[Location annotation dataset excerpts]
* * *

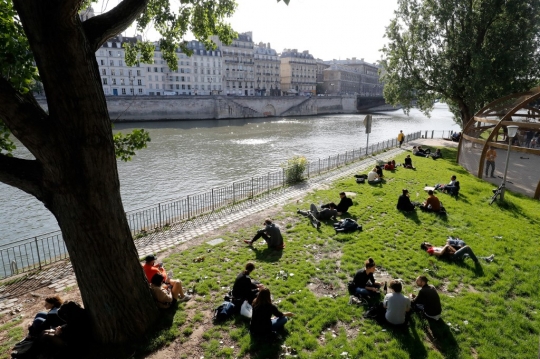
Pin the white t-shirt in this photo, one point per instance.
(396, 306)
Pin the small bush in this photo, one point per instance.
(294, 169)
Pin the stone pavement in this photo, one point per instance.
(60, 276)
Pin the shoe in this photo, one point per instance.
(185, 298)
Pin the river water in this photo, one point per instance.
(186, 157)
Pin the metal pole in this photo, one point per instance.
(506, 168)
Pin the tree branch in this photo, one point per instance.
(23, 115)
(102, 27)
(25, 175)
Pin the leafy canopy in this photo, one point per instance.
(465, 52)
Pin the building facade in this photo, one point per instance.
(267, 70)
(238, 65)
(298, 72)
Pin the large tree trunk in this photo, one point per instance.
(79, 182)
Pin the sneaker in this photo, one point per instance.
(185, 298)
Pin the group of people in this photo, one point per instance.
(395, 306)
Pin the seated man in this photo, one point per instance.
(151, 268)
(452, 187)
(432, 203)
(373, 177)
(342, 206)
(316, 216)
(451, 253)
(244, 287)
(408, 162)
(270, 233)
(427, 301)
(404, 202)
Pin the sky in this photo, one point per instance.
(328, 29)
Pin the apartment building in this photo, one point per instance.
(298, 72)
(267, 70)
(238, 65)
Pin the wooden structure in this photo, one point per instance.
(488, 129)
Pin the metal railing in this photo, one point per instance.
(183, 213)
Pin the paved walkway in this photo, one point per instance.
(60, 275)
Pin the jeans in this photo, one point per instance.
(278, 323)
(488, 164)
(463, 252)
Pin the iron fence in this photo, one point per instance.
(33, 253)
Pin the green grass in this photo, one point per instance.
(499, 300)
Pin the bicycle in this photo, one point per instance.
(498, 191)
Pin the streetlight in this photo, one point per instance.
(512, 130)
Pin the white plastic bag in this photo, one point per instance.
(246, 309)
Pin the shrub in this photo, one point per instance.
(294, 169)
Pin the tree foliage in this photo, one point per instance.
(464, 52)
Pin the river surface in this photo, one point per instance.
(187, 157)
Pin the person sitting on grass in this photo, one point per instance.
(404, 202)
(343, 205)
(175, 286)
(431, 204)
(320, 215)
(373, 177)
(244, 287)
(390, 166)
(365, 283)
(408, 162)
(427, 301)
(451, 253)
(396, 304)
(270, 233)
(262, 324)
(437, 154)
(452, 186)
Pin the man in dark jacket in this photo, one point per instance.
(427, 300)
(270, 233)
(342, 206)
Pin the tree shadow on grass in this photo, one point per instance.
(268, 254)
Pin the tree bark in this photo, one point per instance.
(78, 176)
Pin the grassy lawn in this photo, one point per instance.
(489, 311)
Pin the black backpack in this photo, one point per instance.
(223, 312)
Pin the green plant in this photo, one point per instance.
(294, 169)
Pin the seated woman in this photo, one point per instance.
(390, 166)
(373, 177)
(396, 304)
(408, 162)
(46, 320)
(437, 154)
(262, 325)
(244, 287)
(404, 202)
(365, 282)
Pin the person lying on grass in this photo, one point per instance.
(262, 324)
(365, 283)
(244, 287)
(451, 253)
(343, 205)
(270, 233)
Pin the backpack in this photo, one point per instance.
(347, 225)
(223, 312)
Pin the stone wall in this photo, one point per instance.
(144, 108)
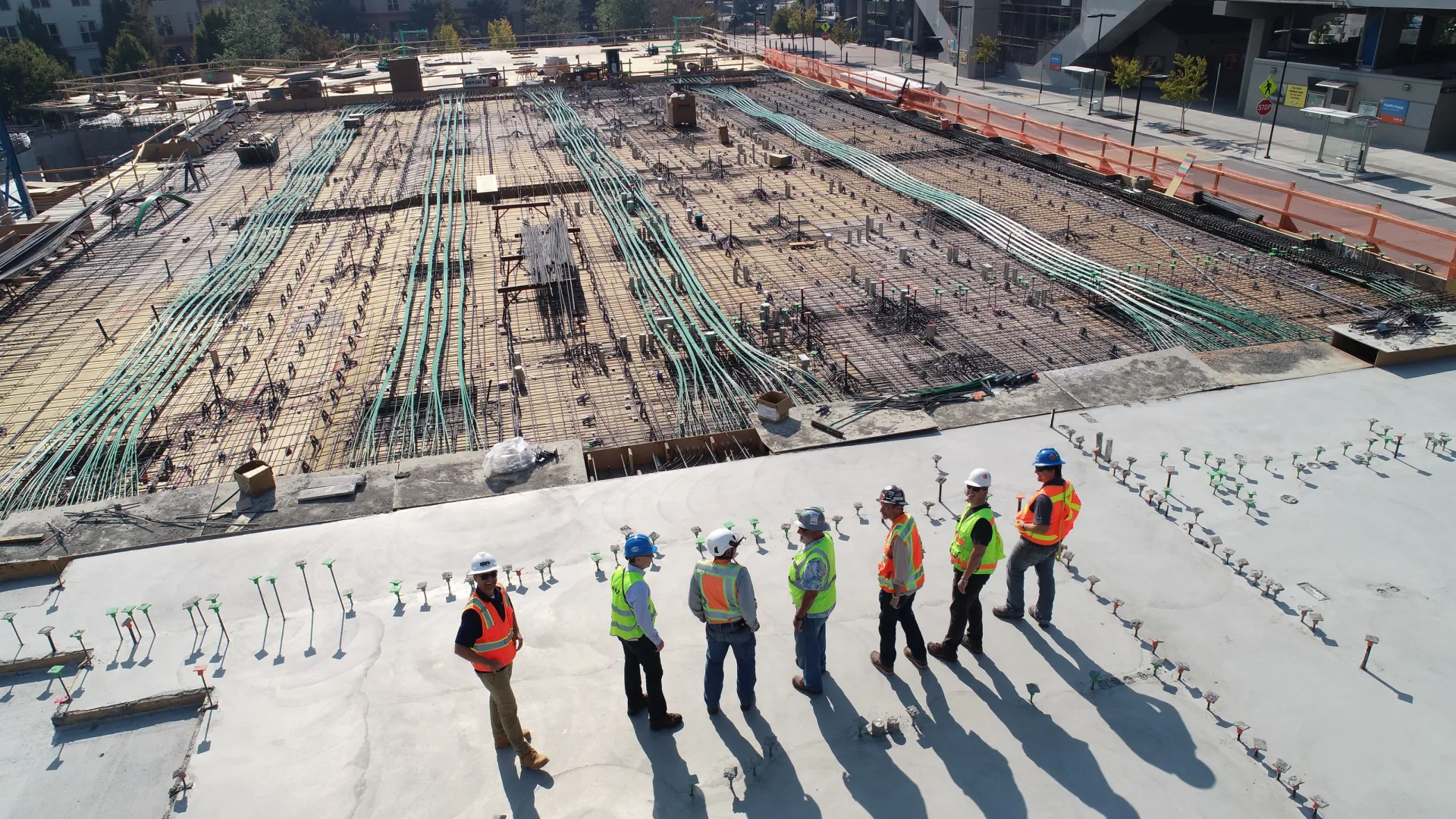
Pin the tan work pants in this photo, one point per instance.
(503, 707)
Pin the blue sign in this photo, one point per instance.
(1394, 111)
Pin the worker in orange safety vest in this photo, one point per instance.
(490, 637)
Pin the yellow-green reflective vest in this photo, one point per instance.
(823, 548)
(718, 585)
(623, 623)
(962, 547)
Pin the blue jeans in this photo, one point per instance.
(808, 651)
(721, 637)
(1024, 557)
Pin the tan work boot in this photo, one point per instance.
(506, 742)
(533, 760)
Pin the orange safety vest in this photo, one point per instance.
(905, 528)
(497, 634)
(718, 585)
(1065, 509)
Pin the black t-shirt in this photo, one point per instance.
(1041, 504)
(471, 626)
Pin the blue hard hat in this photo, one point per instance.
(639, 545)
(1049, 458)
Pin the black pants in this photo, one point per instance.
(965, 611)
(641, 657)
(905, 615)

* * *

EXERCISE AIM: Update all the records above by replacing "one point per instance" with "one point per object" wherever it appears, keeping everything else the same. Omit the pictures from your answer.

FULL SOLUTION:
Pin the white t-shirt in this photo, one point per object.
(396, 306)
Pin the small bush in this photo, one point per object.
(294, 169)
Pin the stone pavement in this photo, one point per object.
(60, 276)
Pin the shoe in this photo, one point per object.
(185, 298)
Pin the river water in this photo, one point per object.
(186, 157)
Pin the metal pole in this photo, one point per object.
(506, 168)
Pin the tree branch in this photo, one point per object.
(23, 115)
(102, 27)
(25, 175)
Pin the leafy canopy in this photo, one point per object.
(465, 52)
Pin the building facade in this photo, one point per object.
(267, 70)
(238, 65)
(298, 72)
Pin the large tree trunk in this photo, one point per object.
(79, 182)
Pin the sneaker in this photo, one point per object.
(185, 298)
Pin the group of people in this photo, one point per object.
(395, 306)
Pin the seated man in this photo, one point per object.
(151, 268)
(452, 187)
(432, 203)
(373, 177)
(342, 206)
(316, 216)
(451, 253)
(244, 287)
(408, 162)
(270, 233)
(427, 301)
(404, 202)
Pin the sky in this photo, one point per object.
(328, 29)
Pin the apartment building in this photo, one point per object.
(298, 72)
(267, 70)
(238, 65)
Pin the wooden structure in this photo, one point per object.
(488, 129)
Pin the metal railing in this photo, one point per object.
(183, 213)
Pin the paved walkway in this photo, one point per object.
(60, 275)
Pin the jeans in this photo, one point per object.
(278, 323)
(488, 164)
(463, 252)
Pin the iron fence in this photo, one point per object.
(33, 253)
Pin the green grass in this photo, one point per object.
(499, 300)
Pin the bicycle in this photo, one point per object.
(498, 191)
Pin the streetlight in this photo, one point per object.
(512, 130)
Pin the white plastic bag in this photo, one point per object.
(246, 309)
Pin the shrub in this photo, one point per object.
(294, 169)
Pin the tree foliage in this photo, one point per object.
(464, 52)
Pin the river surface in this photo, one point per object.
(187, 157)
Pin the person sitting on grass in this photo, one point per object.
(404, 202)
(343, 205)
(175, 286)
(431, 204)
(320, 215)
(373, 177)
(244, 287)
(390, 166)
(365, 283)
(408, 162)
(427, 301)
(451, 253)
(396, 304)
(270, 233)
(262, 324)
(437, 154)
(452, 186)
Pin the man in dark jacket in this photo, one point per object.
(427, 300)
(270, 233)
(342, 206)
Pin the tree shadow on grass in this photo, one point per object.
(268, 254)
Pin the tree bark in this photo, one point per object.
(78, 176)
Pin the grassy lawn in this photo, one point per object.
(489, 311)
Pin the black backpack in this photo, one point per object.
(223, 312)
Pin the green plant in this photo, one point per object.
(294, 169)
Pin the seated woman in this photo, one point per object.
(390, 166)
(373, 177)
(396, 304)
(408, 162)
(46, 320)
(437, 154)
(262, 325)
(244, 287)
(404, 202)
(365, 282)
Pin the person lying on grass in this photo, one point per object.
(262, 324)
(365, 283)
(244, 287)
(451, 253)
(343, 205)
(270, 233)
Pin the backpack in this photo, one point per object.
(347, 225)
(223, 312)
Pin the stone wall in this photo, one point per object.
(144, 108)
Pin the tan work pants in this photo, one point per object.
(503, 707)
Pin the blue sign in this photo, one point per object.
(1394, 111)
Pin the worker in orange safety vest in this photo, one point per object.
(490, 637)
Pin the yellow-green reflective vest in this photo, one point per object.
(823, 548)
(718, 585)
(623, 623)
(962, 547)
Pin the blue jeans in this photo, one point per object.
(808, 651)
(721, 637)
(1024, 557)
Pin the tan work boot in this photo, one point per object.
(506, 742)
(533, 760)
Pin the orange safety vest in this photo, one point per object.
(905, 528)
(497, 634)
(718, 585)
(1065, 509)
Pin the black t-shirt in this photo, one point per object.
(1041, 504)
(471, 626)
Pin the blue hard hat in this photo, one point per object.
(639, 545)
(1049, 458)
Pin the black pants in this photo, one point per object.
(965, 611)
(641, 657)
(905, 615)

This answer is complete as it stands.